THE EXERCISE
Turn the records below into a JSON list of strings, with one string for each line and no blank lines. Leave out the pictures.

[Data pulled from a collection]
--- start ---

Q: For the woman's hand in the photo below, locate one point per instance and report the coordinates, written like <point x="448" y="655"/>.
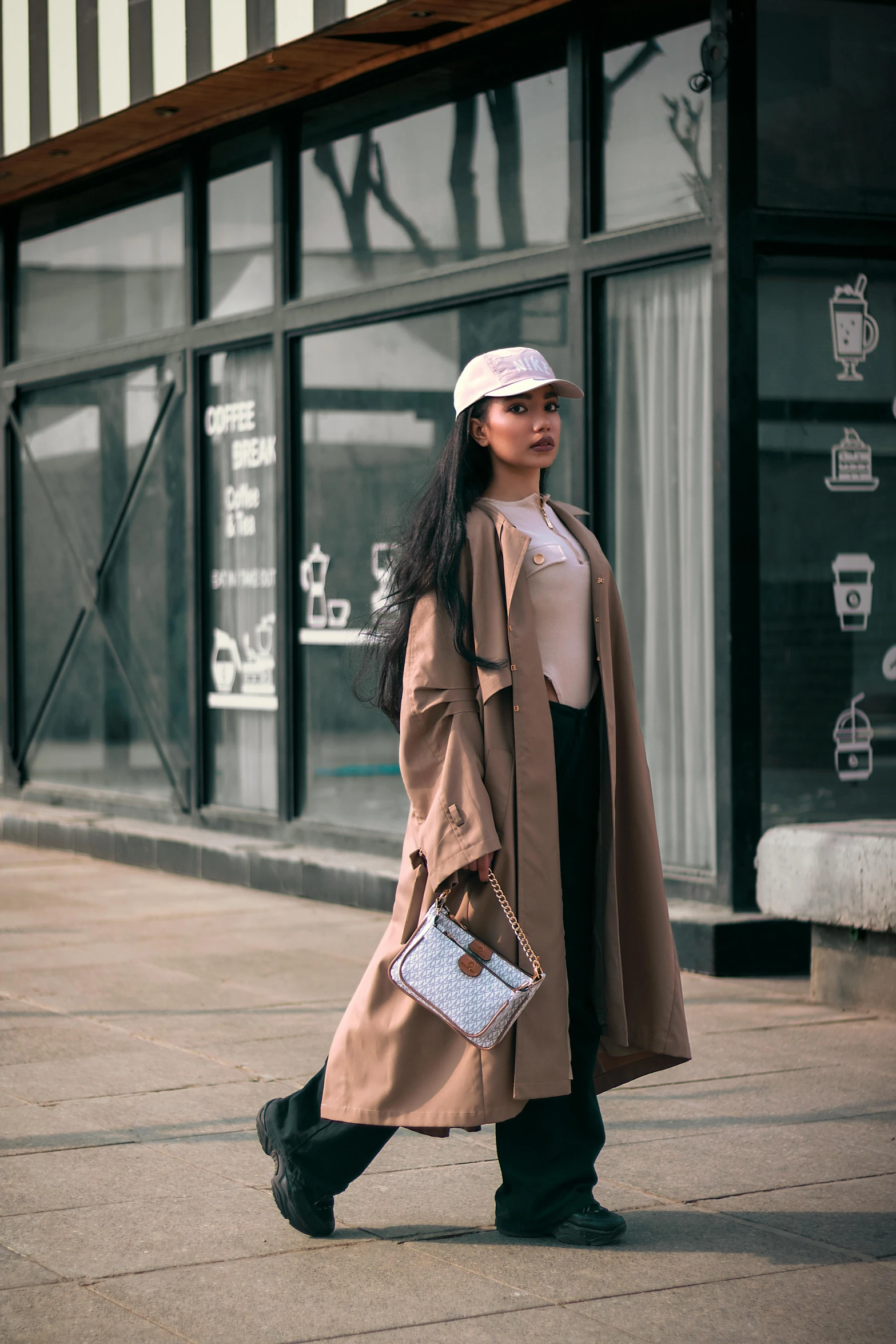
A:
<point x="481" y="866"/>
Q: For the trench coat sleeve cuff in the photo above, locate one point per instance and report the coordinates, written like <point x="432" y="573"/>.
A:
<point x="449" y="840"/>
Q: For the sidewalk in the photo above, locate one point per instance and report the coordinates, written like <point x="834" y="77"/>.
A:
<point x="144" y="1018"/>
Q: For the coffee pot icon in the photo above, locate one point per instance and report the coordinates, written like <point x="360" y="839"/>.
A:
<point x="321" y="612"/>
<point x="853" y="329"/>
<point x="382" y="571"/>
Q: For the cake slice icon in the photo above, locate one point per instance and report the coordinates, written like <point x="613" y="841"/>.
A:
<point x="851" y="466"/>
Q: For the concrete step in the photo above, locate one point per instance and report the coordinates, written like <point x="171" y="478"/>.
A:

--- end ---

EXERCISE ANSWER
[
  "Q: For the woman's hand in the photo below, locate one point per instance and report the coordinates, written like <point x=\"448\" y=\"655\"/>.",
  "A:",
  "<point x=\"481\" y=\"866\"/>",
  "Q: For the trench coat sleeve cuff in the photo above, locate one point per instance and report the coordinates, written like <point x=\"432\" y=\"573\"/>.",
  "A:",
  "<point x=\"449\" y=\"840\"/>",
  "Q: For the sidewalk in the photo above, locate one point per instance and report the coordinates, written like <point x=\"834\" y=\"77\"/>.",
  "A:",
  "<point x=\"144\" y=\"1018\"/>",
  "Q: For the coffee pot icon in the photo above, locate one point per instance and report the coordinates, written like <point x=\"360\" y=\"839\"/>.",
  "A:",
  "<point x=\"321\" y=\"612\"/>",
  "<point x=\"853\" y=\"329\"/>",
  "<point x=\"382\" y=\"571\"/>",
  "Q: For the cake slice icon in the photo above, locate one point per instance and report the coordinates, written like <point x=\"613\" y=\"841\"/>.",
  "A:",
  "<point x=\"851\" y=\"466\"/>",
  "Q: For the concrete step in the photo above, locate one point per instance and report the coordinates, written like <point x=\"171\" y=\"478\"/>.",
  "A:"
]